Directions:
Exactly reproduce the line containing "like [(554, 31)]." together with every line after it, through the end of the entries, and give nothing more.

Data extracted from a collection:
*** Block opens ***
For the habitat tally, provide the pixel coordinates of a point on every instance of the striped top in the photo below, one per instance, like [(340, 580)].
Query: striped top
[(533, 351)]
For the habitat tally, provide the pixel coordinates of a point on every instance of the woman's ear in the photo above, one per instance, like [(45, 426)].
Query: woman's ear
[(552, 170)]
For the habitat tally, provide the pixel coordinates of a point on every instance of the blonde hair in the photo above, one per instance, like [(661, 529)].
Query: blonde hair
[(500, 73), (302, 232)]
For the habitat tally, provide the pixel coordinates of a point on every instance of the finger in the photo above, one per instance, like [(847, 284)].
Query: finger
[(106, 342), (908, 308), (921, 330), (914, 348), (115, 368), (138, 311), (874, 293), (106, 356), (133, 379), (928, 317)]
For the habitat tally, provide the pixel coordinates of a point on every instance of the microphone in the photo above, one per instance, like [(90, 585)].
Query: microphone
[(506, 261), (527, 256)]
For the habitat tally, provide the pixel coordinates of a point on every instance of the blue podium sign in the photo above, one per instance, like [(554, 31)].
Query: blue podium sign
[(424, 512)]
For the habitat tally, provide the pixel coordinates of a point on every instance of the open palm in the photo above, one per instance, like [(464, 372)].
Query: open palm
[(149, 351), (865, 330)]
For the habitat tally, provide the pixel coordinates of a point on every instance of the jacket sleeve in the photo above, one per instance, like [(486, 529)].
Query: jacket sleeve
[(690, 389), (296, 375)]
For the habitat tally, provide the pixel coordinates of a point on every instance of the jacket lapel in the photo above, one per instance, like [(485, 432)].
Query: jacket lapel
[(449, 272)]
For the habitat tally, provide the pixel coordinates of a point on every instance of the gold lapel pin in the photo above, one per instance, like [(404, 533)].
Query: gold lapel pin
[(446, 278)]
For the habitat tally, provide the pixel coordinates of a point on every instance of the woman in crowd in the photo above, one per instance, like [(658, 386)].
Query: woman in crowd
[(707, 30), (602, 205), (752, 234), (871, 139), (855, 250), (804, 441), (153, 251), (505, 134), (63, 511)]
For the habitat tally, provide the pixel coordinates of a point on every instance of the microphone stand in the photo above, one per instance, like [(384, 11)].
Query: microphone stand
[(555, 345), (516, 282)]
*** Block closes ***
Result below:
For the habitat tally, provide the pixel coordinates of a point on every instance of the blue podium sign in the photo above, one per instance, like [(554, 31)].
Query: blue podium sign
[(424, 512)]
For the habitat tally, provide the pixel coordinates of a point on every instance of the open palm in the photo above, one per instance, like [(464, 372)].
Query: open palm
[(149, 351), (865, 330)]
For the habitat tally, provide the pixel coordinates of a point on every instance of the jacket sleeve in the photo above, one per instance, like [(486, 529)].
Query: jacket sleeve
[(690, 389), (296, 375)]
For the habitat tally, provide the pixel coordinates of a point on every instance of the jacket lapel in the photo above, one per instance, like [(485, 432)].
Query: jacket lapel
[(449, 272)]
For the habitat tally, provide the pixel coordinates of a point on every instance of the gold lapel pin in the photo above, one per instance, like [(404, 533)].
Query: gold lapel pin
[(446, 278)]
For the habitat tally, provide the pixel coordinates of a point on every instance of the woman in crowd in the photo above, one per instance, like [(658, 386)].
Query: woman in crowd
[(707, 30), (602, 205), (752, 234), (871, 139), (855, 250), (804, 441), (153, 251), (505, 134), (63, 511)]
For the habitat tally, provide the pixel coordinates of a point on every instance of the microphone stand in the photo above, one per instance, like [(384, 11)].
Query: microphone stand
[(555, 345), (516, 282)]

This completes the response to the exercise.